## TASK GOAL
Restate the data below word for word, leaving nothing out.

## RECORDS TO PROCESS
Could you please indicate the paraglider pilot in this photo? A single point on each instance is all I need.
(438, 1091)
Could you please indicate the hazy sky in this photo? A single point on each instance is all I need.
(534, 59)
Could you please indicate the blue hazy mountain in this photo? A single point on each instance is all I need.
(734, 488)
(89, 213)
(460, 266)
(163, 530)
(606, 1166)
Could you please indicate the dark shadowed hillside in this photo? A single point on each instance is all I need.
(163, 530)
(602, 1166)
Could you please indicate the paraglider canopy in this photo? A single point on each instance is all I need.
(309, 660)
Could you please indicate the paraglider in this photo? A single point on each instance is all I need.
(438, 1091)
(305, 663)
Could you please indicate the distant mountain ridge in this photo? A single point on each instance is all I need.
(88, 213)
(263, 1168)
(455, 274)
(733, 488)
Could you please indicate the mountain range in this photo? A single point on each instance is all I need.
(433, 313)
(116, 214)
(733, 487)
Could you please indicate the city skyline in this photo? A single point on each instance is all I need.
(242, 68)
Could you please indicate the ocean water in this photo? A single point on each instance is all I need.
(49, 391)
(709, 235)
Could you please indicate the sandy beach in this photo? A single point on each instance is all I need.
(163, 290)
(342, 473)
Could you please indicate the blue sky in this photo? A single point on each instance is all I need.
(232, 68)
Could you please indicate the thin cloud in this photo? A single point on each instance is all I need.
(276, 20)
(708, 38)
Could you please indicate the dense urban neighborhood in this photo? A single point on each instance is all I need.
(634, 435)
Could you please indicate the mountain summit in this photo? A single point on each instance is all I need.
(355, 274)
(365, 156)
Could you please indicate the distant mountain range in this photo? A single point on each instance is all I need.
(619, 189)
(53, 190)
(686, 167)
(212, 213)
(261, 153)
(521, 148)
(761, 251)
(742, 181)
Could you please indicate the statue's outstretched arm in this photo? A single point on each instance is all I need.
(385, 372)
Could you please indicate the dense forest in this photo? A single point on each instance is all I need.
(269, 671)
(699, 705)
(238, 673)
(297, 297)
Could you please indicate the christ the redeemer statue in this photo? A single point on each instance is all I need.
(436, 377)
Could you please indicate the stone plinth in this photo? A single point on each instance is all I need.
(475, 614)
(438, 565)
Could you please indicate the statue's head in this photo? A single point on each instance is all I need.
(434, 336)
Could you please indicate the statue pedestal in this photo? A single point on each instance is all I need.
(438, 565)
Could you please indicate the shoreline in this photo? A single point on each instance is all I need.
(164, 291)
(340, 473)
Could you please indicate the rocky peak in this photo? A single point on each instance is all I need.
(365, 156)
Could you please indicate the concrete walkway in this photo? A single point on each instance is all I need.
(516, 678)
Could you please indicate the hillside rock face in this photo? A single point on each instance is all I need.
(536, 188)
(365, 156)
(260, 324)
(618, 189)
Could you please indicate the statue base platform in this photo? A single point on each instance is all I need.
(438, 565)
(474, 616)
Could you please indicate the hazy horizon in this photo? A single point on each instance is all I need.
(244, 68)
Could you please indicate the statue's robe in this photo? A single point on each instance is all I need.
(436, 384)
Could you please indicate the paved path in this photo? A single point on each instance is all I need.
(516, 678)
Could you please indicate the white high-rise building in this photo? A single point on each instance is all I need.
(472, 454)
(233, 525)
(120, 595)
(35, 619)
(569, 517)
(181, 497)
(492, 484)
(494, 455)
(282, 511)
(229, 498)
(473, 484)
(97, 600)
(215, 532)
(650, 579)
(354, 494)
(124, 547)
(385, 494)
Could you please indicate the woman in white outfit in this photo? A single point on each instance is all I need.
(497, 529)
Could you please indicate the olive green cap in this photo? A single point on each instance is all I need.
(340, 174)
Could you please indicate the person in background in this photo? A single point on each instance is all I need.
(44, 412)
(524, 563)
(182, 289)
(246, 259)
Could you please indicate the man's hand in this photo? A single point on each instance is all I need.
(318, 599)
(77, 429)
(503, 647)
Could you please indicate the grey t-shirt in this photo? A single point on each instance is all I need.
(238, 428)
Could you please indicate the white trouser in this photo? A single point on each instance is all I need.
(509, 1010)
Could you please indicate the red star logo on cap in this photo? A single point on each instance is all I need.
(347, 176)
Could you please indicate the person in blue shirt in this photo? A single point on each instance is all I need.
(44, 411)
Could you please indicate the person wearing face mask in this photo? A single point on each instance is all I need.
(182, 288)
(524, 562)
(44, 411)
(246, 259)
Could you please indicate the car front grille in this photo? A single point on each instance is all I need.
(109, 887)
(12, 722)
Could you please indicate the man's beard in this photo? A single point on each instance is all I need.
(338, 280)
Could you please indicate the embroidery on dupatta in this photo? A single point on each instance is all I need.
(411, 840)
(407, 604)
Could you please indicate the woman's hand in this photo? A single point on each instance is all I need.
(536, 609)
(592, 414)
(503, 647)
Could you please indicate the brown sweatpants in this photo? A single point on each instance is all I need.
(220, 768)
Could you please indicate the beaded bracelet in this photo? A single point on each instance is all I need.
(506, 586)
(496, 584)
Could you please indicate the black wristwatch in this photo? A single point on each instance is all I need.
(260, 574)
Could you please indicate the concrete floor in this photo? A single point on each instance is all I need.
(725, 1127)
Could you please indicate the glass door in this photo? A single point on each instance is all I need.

## WRITTEN REPLY
Could you please indicate the paraglider pilot in this photo? A single point on each instance is all I need.
(438, 1091)
Could you please indicate the hazy sky in this photo? A single point on each instance is all I need.
(534, 59)
Could you please indicate the blue hazy mountain in this photo? A single point on each instance is all I need.
(734, 488)
(89, 213)
(460, 266)
(163, 530)
(606, 1166)
Could you please indicate the dark shadowed hillside in this photo? A single point on each instance is all I need.
(163, 530)
(602, 1166)
Could you please indicate the paraglider canopy in this photo? A single point on each instance is all I need.
(309, 660)
Could you please indicate the paraglider in this photo? A single point on each instance is all I need.
(438, 1091)
(305, 663)
Could you please indicate the distant mountain ridge in this photo? A single point on each instance is all I need.
(88, 213)
(263, 1168)
(455, 274)
(733, 488)
Could you please indicate the mountain range in this photo? A single point on each instance is all I need.
(433, 313)
(116, 214)
(733, 487)
Could you please indicate the city skyline in this photo? A single point on each instance is all I need.
(242, 68)
Could you please indicate the ocean water in this photo? A single point on each instance is all I need.
(49, 391)
(709, 235)
Could you please indicate the sandy beach in this photo? A single point on each instance is all I need.
(163, 290)
(342, 473)
Could you please indicate the blue sky in this photo? A single point on each instance is all I need.
(232, 68)
Could you please indicate the thin cloud in this photo? A single point on each instance is all I need.
(276, 20)
(708, 38)
Could you please indicate the dense urban neighborhood in this photo? A single point on each instance is all I need.
(634, 435)
Could you please indicate the mountain summit in this photo? A single point on each instance is all I need.
(355, 274)
(365, 156)
Could you please indicate the distant mountain range in this photo? A single point on each instance is all I need.
(619, 189)
(53, 190)
(686, 167)
(212, 213)
(261, 153)
(521, 148)
(761, 251)
(742, 181)
Could you please indicate the statue's outstretched arm in this photo? A single point on each instance is all I need.
(385, 372)
Could you please indicate the dense forest in this photo? A single point on each instance is all I need.
(269, 671)
(699, 705)
(238, 673)
(297, 297)
Could you please indicate the christ the redeemer statue in this photo? A single point on each instance is all I need.
(436, 377)
Could you please indicate the stone plinth in this photo? A single point on each instance is all I need.
(475, 614)
(438, 565)
Could you please indicate the statue's head in this photo? A single point on each instance is all I need.
(434, 336)
Could you please indicate the statue pedestal in this photo? A single point on each instance is all I need.
(438, 565)
Could you please indicate the shoreline in this photo? A single point on each instance is all I need.
(164, 291)
(340, 473)
Could you please indicate the rocky peak in this photo? A single point on each instance is all I need.
(365, 156)
Could you please indicate the concrete walkway in this photo? A single point on each instance is all I need.
(516, 678)
Could you please indicate the hillside rock face in this photo? A single point on each instance is all I need.
(536, 188)
(365, 156)
(260, 324)
(618, 189)
Could you please indicate the statue base platform in this photo? A single point on each instance is all I need.
(438, 565)
(474, 616)
Could you please indicate the hazy horizon in this photo? A single point on each instance is all I need.
(244, 68)
Could you please indicate the statue's robe in this photo? A single point on each instance is all I need.
(436, 384)
Could you please indicate the paved path in this photo? A single point on each instance is all I need.
(516, 678)
Could you please indicate the white high-rise building in this photo? A single point on each instance is all I need.
(472, 454)
(233, 525)
(120, 595)
(35, 619)
(569, 517)
(181, 497)
(492, 484)
(494, 455)
(282, 511)
(229, 498)
(473, 484)
(97, 600)
(215, 532)
(650, 579)
(354, 494)
(124, 547)
(385, 494)
Could you please indicate the woman in white outfit in this photo? A single point on each instance is all I need.
(497, 529)
Could you please indicate the olive green cap in this photo? A single point on each instance is all I need.
(340, 174)
Could you please indicate the person in background in this photo? A single point on each instance is all I need.
(44, 412)
(524, 563)
(182, 289)
(246, 259)
Could you please indicate the man's hand in this photo? A single point on each instance is all I need.
(318, 599)
(77, 429)
(503, 647)
Could you please indicate the grey t-shirt in this photo? A single point on each instance is all I need.
(238, 428)
Could you please indicate the white trouser in this photo? A single point on each instance is all I need.
(509, 1010)
Could you please indicate the red star logo on cap in this photo? A single point on each instance is all I need.
(347, 176)
Could you please indicate the person in blue shirt in this photo? A single point on each instance is all I need.
(44, 411)
Could you please indicate the person wearing face mask in this photo? A single point on each instance is all I need.
(182, 288)
(524, 562)
(44, 411)
(246, 259)
Could you please indicate the car front grille in this photo? A single point on each instance is all I need.
(109, 887)
(12, 722)
Could you please indicate the man's beard in this photo? A single point on each instance is all I need.
(338, 280)
Could you please indicate the embroidery on dupatta in this photo? A single point on each instance is all I need.
(411, 840)
(407, 604)
Could you please indicate the woman's hand in this photo? A single point on each instance is all I need.
(536, 609)
(592, 414)
(503, 647)
Could you please indicate the brown sweatpants in this photo? A single point on each instance is all I need.
(220, 768)
Could you please indicate the beaded bracelet in this photo? A single point on each instance is all I need.
(506, 586)
(496, 584)
Could you please indicate the black wristwatch in this photo? A single point on each instance is all I need.
(260, 574)
Could you please indicate the concrete floor in this photo? A single point on each instance is all I need.
(725, 1127)
Could you please indicate the glass door in this photo? A single point on each instance is all I need.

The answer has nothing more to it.